- [Textauszug]:

=====

Die Künste sind jetzt ratlos

Der „Rat für die Künste“, ein wichtiges kulturpolitisches Gremium und Instrument zur Durchsetzung kultureller Interessen, löst sich auf. Veränderte Nachfolge ist in Sicht

Der „Rat für die Künste in Berlin“, ein Zusammenschluss von einstmals annähernd 150 Kulturinstitutionen der Stadt, hat sich aufgelöst. Das 1994 gegründete, profilierte Gremium von großen etablierten Institutionen, der Off-Szene und kommunalen Kulturträgern begründete das Ende seiner wichtigen Arbeit für Berlin mit den aktuellen „strukturellen Veränderungen in der Berliner Kulturlandschaft“, wie Sabine Weißler, Sprecherin des Rates und Leiterin des Steglitzer Kulturamts, nach der abschließenden Mitgliederversammlung sagte.

Viele mitwirkende Einrichtungen samt ihren Vertretern seien in den vergangenen Jahren „in Bundeshoheit abgewandert“ – darunter die Akademie der Künste, das Arsenal im Sony-Filmhaus oder die Opernstiftung. Zugleich hätten sich andere Berliner Kultur- und Kunstproduzenten, Tanztheater, Museen und Kulturhäuser in letzter Zeit professioneller organisiert. Weißler: „Damit haben sich der Beratungsauftrag und die Rolle des Rates geändert.“

Konstituiert hatte sich der Rat, weil nach dem Fall der Mauer 1989 viele Berliner Kultureinrichtungen und die Szene unter enormem Veränderungsdruck standen. Zugleich war zu klären, welchen Anteil der Bund in der neuen Hauptstadtkultur spielen sollte. Der Rat für die Künste, zu dem namhafte Kulturpolitiker und Kunstproduzenten wie Nele Hertling, Christoph Stölzl, Thomas Langhof oder Jürgen Schitthelm zählten, machte es sich zur Aufgabe, Politik und Institutionen kulturpolitisch zu beraten.

=====

- [Vorliegende Datensätze]:
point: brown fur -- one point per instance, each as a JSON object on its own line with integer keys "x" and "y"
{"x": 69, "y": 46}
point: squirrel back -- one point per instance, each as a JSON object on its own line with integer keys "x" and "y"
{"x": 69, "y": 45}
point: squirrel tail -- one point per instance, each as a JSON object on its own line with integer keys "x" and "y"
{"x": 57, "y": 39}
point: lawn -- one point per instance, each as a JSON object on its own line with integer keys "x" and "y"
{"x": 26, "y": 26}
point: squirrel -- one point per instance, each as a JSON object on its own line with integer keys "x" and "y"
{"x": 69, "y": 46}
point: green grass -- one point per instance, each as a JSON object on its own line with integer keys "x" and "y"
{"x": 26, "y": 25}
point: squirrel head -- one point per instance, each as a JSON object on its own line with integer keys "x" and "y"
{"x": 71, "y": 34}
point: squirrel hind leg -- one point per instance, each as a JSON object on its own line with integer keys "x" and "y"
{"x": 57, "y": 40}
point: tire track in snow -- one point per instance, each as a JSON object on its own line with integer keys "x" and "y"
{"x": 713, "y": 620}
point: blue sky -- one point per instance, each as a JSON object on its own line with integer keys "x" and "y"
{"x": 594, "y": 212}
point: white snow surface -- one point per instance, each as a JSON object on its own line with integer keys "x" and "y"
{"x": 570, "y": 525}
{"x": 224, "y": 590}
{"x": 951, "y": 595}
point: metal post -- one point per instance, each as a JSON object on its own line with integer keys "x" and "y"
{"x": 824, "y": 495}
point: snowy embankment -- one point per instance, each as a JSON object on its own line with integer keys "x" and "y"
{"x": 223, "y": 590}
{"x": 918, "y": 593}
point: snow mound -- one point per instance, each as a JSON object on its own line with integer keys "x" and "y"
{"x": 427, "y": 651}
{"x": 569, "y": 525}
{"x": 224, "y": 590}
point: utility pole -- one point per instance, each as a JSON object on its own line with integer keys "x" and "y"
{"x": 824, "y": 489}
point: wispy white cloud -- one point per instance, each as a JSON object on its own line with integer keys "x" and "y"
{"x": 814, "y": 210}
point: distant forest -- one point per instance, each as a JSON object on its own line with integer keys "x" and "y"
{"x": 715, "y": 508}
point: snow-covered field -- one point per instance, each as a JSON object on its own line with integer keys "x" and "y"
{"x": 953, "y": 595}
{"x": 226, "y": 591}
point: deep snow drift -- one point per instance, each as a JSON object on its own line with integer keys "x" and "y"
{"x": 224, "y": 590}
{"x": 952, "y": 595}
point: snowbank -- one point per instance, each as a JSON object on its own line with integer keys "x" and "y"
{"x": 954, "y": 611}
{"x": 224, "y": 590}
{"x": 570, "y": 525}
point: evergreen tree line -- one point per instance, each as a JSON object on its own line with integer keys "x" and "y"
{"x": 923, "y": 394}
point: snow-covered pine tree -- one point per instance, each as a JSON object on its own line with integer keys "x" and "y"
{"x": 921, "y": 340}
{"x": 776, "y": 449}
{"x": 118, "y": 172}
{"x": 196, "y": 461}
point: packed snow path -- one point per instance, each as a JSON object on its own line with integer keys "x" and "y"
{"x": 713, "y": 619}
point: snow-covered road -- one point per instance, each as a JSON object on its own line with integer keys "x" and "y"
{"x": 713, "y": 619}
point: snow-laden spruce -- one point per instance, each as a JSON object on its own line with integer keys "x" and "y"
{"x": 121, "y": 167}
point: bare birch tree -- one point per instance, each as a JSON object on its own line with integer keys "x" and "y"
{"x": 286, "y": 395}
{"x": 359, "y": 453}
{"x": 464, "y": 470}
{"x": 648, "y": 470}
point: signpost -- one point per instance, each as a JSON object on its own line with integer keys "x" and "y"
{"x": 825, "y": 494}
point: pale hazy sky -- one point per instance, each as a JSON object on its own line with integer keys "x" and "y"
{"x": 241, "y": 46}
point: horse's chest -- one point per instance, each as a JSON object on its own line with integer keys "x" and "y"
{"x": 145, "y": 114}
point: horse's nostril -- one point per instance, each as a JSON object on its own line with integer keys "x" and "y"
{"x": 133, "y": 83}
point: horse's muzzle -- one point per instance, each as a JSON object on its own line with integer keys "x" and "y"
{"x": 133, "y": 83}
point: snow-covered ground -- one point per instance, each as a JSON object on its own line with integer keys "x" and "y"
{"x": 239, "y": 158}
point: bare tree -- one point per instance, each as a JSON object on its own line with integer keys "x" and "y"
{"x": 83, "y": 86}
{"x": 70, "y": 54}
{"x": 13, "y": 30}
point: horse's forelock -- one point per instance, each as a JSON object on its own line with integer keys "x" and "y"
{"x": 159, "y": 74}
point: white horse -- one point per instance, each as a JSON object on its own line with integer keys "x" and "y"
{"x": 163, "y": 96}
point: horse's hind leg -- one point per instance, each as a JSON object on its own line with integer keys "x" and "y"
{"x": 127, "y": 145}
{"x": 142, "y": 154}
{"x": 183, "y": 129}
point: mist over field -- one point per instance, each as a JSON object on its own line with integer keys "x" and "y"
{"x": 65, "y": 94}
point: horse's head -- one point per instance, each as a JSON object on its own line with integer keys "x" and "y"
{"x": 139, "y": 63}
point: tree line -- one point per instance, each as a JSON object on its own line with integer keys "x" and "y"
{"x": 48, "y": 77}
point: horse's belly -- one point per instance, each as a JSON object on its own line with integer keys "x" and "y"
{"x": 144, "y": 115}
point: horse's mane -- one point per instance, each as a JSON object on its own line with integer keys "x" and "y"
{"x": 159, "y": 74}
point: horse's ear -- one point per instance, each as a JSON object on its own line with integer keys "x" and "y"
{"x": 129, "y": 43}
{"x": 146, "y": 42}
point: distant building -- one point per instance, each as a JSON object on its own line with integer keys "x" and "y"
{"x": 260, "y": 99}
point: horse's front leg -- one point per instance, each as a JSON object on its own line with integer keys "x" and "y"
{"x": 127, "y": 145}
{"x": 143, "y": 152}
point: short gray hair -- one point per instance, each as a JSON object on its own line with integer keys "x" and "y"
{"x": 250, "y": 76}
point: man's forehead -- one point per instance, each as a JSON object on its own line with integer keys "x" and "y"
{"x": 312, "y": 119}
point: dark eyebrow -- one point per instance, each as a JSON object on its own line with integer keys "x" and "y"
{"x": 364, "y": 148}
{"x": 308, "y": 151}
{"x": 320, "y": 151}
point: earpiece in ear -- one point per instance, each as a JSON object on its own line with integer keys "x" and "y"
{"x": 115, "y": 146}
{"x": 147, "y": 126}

=====

- [Arbeitsaufträge]:
A. Schreiben Sie bitte den Abschnitt aus dem Textauszug wortgetreu ab, der mit den Worten „Der „Rat für die Künste in“ einsetzt und mit „abschließenden Mitgliederversammlung sagte.“ schließt.
B. Filtern Sie aus den Datensätzen jede Zeile heraus, die das Wort „bare“ enthält, und geben Sie diese Zeilen unverändert wieder.
Der Textauszug und die Datensätze stehen in keinem Zusammenhang.

- [Lösungen weiter unten]:
A.
Der „Rat für die Künste in Berlin“, ein Zusammenschluss von einstmals annähernd 150 Kulturinstitutionen der Stadt, hat sich aufgelöst. Das 1994 gegründete, profilierte Gremium von großen etablierten Institutionen, der Off-Szene und kommunalen Kulturträgern begründete das Ende seiner wichtigen Arbeit für Berlin mit den aktuellen „strukturellen Veränderungen in der Berliner Kulturlandschaft“, wie Sabine Weißler, Sprecherin des Rates und Leiterin des Steglitzer Kulturamts, nach der abschließenden Mitgliederversammlung sagte.

B.
point: bare birch tree -- one point per instance, each as a JSON object on its own line with integer keys "x" and "y"
point: bare tree -- one point per instance, each as a JSON object on its own line with integer keys "x" and "y"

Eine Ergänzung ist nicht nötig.